## WHAT YOU WILL DO
What lines of the listing below contain the word "person"? Copy each of them out.
· · ·
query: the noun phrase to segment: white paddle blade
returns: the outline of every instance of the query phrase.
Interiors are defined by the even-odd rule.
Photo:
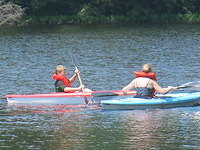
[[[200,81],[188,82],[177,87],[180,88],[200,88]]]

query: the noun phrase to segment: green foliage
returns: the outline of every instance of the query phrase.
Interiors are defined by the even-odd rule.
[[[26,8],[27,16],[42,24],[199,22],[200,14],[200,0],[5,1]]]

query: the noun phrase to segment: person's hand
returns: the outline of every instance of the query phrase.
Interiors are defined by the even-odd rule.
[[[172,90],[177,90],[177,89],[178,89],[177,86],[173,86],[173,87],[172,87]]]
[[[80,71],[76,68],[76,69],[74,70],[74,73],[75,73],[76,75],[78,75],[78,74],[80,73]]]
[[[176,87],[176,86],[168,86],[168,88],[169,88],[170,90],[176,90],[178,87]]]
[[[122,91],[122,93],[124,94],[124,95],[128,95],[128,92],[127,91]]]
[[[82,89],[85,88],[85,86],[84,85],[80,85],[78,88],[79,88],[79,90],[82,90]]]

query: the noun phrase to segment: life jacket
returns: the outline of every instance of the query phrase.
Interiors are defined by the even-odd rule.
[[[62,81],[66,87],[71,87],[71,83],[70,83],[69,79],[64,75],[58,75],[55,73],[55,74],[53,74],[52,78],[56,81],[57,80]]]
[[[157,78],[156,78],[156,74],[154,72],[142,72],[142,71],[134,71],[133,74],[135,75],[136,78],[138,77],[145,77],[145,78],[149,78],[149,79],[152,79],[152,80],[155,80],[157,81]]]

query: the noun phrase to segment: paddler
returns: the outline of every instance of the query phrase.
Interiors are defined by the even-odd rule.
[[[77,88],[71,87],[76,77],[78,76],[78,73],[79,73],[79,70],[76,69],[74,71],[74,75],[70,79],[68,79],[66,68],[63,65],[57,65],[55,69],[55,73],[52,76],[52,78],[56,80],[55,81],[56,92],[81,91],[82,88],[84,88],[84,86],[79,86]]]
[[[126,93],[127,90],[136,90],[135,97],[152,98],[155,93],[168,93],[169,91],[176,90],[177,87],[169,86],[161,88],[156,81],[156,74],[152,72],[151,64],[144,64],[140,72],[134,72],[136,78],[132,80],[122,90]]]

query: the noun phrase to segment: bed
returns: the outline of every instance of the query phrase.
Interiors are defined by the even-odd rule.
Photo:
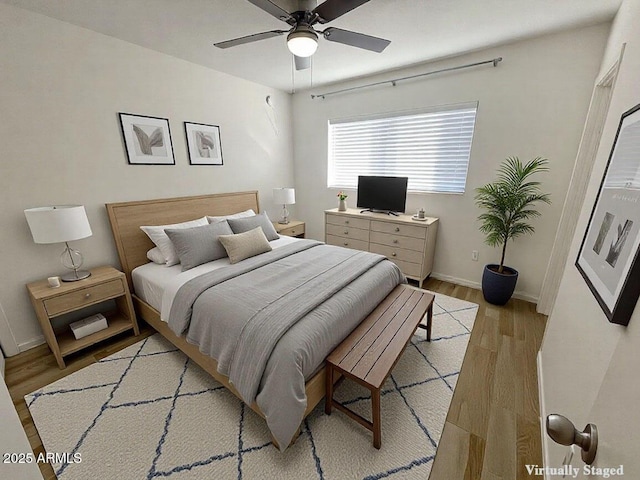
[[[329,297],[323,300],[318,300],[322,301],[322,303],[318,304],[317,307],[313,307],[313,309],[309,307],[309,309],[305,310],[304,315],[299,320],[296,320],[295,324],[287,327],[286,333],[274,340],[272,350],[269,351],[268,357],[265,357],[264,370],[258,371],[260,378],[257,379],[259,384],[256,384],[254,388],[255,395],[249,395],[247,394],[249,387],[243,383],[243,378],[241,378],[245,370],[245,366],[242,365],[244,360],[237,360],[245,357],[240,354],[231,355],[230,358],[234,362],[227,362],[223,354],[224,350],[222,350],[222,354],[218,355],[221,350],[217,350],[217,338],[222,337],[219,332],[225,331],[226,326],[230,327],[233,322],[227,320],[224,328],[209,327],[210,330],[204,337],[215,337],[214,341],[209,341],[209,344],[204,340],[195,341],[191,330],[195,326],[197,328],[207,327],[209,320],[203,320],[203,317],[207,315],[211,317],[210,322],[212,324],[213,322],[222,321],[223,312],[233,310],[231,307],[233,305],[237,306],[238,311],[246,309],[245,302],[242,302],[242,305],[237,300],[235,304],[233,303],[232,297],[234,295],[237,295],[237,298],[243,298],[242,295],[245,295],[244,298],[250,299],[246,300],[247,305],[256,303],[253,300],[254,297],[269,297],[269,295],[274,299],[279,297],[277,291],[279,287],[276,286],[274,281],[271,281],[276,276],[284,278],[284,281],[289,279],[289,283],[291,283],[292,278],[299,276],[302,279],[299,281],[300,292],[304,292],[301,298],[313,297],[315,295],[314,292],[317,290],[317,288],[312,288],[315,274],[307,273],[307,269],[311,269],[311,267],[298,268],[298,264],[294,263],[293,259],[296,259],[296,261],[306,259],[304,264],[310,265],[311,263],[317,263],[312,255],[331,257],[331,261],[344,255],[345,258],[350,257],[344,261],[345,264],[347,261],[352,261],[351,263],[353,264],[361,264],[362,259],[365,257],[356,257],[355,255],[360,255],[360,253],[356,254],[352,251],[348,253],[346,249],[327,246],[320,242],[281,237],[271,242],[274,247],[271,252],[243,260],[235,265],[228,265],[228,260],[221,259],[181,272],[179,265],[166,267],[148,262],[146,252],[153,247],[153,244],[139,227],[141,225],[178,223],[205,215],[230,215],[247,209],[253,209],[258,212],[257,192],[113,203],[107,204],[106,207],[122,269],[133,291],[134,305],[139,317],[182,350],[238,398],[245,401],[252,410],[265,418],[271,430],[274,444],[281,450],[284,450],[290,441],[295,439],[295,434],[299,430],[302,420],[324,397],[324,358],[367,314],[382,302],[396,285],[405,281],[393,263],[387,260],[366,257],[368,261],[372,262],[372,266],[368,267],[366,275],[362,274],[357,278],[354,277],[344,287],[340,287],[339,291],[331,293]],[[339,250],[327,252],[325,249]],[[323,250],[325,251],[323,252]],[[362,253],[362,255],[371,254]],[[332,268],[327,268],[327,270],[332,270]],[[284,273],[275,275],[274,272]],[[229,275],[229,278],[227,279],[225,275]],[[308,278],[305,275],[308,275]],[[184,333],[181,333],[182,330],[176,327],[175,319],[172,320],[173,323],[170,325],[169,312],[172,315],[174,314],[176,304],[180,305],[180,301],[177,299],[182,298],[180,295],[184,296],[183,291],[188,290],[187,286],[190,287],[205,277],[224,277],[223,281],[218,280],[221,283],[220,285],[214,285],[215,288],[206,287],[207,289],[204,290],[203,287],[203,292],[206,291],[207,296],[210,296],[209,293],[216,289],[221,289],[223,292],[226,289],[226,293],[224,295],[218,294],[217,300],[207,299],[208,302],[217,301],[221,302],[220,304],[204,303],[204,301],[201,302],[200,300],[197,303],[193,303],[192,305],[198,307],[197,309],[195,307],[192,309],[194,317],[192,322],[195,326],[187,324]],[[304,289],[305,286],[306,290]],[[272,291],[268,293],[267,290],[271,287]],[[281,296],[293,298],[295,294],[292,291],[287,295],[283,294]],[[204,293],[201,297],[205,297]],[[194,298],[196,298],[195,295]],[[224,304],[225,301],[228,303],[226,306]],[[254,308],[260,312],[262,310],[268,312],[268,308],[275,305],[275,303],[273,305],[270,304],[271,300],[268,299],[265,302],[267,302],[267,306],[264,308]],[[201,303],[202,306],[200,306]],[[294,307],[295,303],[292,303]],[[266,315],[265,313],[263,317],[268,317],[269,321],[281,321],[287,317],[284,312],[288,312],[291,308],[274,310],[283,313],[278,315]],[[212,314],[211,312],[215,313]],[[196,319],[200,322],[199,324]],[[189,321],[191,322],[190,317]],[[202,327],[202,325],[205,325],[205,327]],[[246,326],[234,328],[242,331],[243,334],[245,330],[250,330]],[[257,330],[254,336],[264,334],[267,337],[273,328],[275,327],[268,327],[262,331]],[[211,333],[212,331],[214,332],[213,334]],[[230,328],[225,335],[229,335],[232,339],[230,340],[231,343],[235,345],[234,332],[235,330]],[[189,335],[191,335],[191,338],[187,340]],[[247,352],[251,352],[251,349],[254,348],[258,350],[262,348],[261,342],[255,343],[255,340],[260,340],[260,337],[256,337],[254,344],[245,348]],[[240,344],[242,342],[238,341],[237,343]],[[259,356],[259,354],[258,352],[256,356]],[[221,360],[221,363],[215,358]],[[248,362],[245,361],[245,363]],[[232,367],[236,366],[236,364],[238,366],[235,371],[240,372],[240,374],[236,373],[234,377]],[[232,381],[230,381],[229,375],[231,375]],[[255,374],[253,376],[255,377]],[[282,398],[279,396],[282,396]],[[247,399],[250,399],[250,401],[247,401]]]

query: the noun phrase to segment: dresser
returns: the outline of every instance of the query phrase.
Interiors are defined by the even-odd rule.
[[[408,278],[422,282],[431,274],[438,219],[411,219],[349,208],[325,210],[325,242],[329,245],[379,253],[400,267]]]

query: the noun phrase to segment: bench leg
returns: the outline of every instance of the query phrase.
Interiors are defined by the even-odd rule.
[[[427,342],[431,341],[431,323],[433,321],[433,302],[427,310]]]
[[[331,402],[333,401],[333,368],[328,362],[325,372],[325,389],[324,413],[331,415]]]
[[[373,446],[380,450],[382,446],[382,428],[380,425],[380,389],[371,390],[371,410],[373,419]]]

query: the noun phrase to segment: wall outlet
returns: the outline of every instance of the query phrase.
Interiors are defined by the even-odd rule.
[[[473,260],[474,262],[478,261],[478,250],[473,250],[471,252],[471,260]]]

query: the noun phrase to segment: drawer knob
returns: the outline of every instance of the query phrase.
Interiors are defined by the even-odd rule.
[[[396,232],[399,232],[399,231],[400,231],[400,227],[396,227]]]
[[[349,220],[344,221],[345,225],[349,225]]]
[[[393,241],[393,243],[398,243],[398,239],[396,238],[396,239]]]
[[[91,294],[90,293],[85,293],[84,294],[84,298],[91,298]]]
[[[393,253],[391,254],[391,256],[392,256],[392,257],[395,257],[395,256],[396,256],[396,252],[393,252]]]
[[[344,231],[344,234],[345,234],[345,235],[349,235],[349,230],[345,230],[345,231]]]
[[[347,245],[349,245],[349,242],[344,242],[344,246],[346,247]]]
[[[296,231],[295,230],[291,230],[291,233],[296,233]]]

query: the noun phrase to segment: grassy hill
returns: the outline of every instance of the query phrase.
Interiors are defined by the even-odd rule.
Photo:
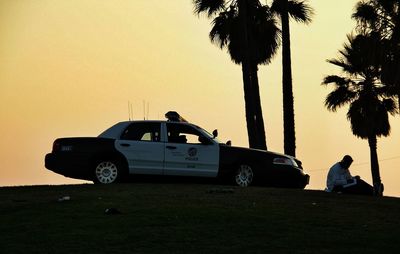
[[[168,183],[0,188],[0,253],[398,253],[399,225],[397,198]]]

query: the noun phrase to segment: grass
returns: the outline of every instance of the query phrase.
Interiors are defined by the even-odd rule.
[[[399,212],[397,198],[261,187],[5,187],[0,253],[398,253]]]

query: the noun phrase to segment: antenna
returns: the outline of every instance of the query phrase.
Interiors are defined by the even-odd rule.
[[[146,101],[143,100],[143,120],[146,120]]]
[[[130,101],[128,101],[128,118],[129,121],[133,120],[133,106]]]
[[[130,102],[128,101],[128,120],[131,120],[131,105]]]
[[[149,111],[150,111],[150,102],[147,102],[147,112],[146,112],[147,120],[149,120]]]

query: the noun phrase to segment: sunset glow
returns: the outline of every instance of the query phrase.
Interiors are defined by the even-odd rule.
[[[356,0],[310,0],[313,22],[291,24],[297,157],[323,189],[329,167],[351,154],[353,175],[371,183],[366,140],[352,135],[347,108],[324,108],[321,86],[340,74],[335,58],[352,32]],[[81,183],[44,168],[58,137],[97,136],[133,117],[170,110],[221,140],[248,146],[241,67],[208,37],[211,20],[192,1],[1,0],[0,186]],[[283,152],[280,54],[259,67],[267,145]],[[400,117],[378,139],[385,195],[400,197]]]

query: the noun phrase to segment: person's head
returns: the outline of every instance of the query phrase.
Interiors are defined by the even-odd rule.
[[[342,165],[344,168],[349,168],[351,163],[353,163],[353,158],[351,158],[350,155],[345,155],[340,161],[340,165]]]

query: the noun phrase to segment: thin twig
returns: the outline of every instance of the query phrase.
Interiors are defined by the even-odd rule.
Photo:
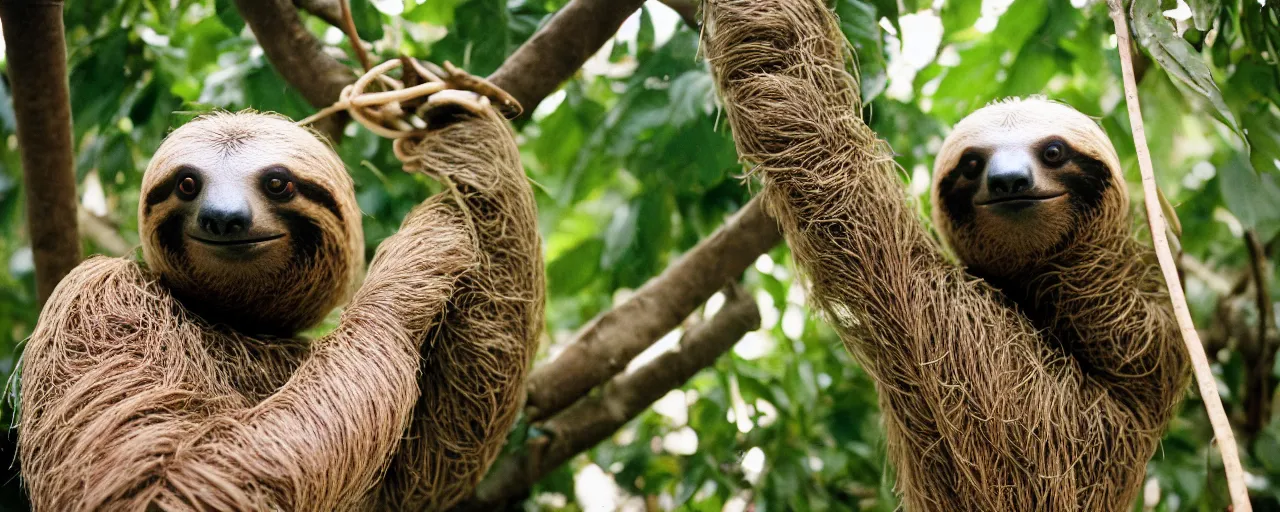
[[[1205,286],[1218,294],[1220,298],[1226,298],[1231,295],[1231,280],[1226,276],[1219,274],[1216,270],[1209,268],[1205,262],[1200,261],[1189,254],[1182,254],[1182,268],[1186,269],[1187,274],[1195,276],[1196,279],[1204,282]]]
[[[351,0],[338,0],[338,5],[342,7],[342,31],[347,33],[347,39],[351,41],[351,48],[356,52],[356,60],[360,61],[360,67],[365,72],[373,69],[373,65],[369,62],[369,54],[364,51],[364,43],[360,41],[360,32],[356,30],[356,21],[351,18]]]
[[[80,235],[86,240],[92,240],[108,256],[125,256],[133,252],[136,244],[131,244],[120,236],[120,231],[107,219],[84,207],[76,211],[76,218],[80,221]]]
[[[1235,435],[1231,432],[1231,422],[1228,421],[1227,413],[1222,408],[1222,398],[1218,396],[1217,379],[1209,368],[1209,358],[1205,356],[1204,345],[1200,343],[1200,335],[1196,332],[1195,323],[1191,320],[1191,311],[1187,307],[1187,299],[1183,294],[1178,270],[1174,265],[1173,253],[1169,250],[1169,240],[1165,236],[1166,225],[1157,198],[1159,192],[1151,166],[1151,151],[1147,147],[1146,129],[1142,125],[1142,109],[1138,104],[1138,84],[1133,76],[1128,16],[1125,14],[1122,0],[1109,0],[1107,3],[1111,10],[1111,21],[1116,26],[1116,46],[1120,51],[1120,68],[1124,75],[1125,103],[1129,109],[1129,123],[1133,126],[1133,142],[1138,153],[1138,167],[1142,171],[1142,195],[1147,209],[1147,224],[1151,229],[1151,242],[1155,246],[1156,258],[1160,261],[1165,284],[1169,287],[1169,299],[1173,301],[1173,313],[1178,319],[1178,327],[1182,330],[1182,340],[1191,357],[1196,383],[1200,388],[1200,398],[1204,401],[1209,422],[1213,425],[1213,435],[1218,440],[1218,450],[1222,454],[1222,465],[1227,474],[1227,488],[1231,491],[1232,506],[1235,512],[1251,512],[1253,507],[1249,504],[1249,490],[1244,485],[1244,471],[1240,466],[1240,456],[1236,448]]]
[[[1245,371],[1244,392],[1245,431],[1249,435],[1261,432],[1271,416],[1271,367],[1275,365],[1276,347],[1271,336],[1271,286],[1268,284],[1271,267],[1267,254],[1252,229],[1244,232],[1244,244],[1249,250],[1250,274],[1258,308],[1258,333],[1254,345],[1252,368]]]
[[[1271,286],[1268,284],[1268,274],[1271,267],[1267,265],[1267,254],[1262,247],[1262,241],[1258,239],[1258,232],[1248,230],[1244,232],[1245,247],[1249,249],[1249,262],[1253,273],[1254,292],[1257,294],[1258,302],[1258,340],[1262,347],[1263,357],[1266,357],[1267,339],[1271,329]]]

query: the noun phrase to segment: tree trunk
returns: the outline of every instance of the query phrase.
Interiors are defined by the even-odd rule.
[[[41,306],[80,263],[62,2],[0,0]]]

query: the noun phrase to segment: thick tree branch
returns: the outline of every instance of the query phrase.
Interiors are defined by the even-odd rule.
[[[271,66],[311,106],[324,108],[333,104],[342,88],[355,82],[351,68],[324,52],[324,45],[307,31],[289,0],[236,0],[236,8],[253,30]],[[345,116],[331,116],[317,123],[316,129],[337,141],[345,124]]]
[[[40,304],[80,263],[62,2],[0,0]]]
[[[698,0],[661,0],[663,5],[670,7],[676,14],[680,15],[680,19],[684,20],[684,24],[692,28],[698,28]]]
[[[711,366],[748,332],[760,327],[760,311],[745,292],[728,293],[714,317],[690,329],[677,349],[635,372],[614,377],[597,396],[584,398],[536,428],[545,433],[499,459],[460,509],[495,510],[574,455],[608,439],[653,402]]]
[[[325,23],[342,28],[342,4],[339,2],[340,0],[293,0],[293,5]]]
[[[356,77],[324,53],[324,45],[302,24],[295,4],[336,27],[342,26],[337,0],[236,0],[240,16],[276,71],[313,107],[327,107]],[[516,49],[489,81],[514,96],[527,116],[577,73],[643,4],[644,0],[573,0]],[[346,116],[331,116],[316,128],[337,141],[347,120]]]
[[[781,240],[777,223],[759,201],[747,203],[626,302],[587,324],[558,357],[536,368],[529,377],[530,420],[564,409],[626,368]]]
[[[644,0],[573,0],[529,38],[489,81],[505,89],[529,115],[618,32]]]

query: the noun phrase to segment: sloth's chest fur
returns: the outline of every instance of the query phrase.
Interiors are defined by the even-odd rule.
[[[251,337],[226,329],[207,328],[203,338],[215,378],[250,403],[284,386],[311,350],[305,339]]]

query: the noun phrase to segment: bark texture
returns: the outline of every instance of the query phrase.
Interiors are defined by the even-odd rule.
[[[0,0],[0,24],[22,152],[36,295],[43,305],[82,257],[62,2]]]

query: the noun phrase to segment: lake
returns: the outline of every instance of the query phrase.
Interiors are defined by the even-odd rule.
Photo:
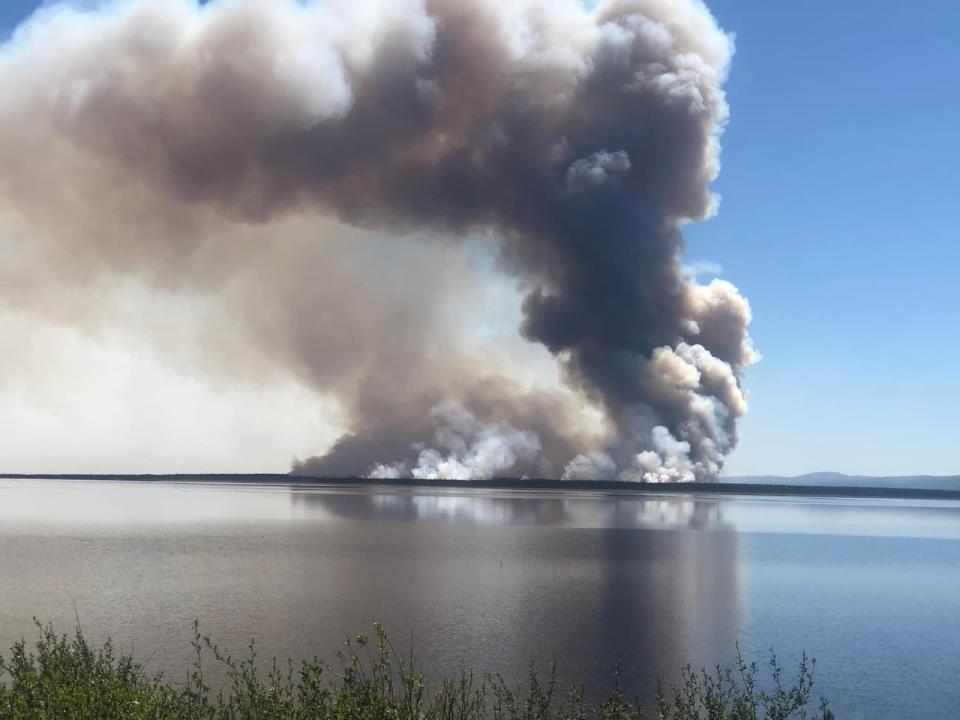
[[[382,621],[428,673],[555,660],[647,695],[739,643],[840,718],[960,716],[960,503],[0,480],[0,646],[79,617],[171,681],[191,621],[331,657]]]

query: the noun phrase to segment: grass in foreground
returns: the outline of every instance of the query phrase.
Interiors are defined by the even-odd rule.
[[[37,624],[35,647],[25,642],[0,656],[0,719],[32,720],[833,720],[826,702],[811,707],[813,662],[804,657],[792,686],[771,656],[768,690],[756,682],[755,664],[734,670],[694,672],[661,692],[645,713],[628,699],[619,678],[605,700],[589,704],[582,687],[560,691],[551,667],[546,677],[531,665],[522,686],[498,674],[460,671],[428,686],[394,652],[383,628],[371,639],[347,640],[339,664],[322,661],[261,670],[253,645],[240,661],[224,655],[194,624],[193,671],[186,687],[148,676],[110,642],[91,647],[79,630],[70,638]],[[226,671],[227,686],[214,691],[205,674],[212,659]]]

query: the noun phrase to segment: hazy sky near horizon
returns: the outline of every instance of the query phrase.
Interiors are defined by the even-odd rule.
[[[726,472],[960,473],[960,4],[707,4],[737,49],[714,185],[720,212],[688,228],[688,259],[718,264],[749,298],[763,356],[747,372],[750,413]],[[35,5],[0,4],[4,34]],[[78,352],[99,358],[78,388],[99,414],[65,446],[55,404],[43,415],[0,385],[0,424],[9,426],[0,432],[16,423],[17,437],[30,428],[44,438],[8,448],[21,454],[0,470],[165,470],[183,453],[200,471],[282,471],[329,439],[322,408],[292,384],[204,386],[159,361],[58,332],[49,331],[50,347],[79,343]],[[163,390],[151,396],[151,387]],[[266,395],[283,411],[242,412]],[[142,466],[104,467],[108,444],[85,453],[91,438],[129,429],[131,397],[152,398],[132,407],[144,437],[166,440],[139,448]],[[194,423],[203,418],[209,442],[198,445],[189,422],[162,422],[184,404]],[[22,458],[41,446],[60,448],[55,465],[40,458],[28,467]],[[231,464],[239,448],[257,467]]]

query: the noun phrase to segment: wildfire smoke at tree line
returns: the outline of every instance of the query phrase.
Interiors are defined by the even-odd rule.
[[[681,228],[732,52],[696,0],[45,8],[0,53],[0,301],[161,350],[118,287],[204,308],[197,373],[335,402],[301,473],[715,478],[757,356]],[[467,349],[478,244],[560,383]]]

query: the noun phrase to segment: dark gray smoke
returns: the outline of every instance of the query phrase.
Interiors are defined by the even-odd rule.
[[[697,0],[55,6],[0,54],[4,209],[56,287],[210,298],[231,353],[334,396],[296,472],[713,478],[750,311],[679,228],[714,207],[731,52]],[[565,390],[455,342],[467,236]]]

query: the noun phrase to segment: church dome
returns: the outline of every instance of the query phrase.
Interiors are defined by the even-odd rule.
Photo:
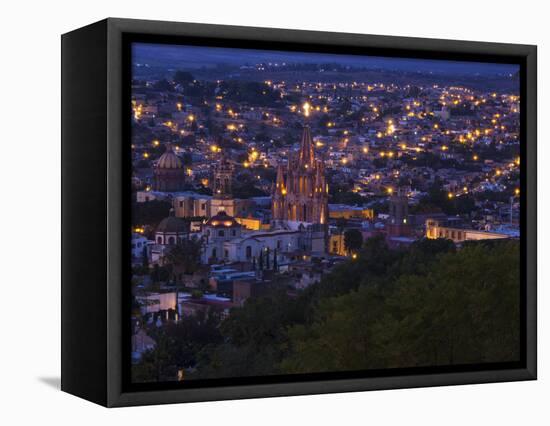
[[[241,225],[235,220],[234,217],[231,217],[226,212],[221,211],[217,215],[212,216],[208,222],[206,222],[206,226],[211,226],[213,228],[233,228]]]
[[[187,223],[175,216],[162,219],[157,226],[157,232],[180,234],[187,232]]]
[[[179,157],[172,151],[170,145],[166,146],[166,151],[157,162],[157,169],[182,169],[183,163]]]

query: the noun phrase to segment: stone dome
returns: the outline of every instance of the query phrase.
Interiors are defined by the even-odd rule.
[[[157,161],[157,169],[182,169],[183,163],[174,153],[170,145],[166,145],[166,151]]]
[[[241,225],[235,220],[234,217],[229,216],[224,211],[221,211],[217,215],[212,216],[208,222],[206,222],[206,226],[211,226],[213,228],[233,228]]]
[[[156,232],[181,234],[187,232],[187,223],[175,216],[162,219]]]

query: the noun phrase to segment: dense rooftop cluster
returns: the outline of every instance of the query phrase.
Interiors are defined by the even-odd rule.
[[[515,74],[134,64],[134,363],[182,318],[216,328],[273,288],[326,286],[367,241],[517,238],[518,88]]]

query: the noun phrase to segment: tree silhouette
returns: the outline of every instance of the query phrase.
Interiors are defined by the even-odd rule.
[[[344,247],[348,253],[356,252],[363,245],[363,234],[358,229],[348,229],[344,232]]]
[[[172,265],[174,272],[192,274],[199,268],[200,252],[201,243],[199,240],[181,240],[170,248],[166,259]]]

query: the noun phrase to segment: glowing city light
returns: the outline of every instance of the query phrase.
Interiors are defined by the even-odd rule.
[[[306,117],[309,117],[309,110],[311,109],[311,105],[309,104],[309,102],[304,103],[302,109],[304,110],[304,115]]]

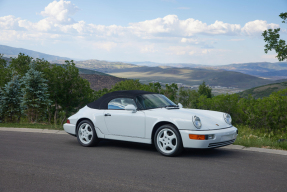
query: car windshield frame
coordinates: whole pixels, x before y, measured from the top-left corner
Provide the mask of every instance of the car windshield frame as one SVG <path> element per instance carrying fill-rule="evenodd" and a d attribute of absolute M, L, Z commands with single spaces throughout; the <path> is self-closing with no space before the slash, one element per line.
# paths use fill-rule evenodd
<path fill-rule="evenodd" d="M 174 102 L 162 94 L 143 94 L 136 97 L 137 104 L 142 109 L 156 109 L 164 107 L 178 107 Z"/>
· · ·
## TASK ANSWER
query: the noun phrase to segment: person's hand
query: the noun phrase to segment: person's head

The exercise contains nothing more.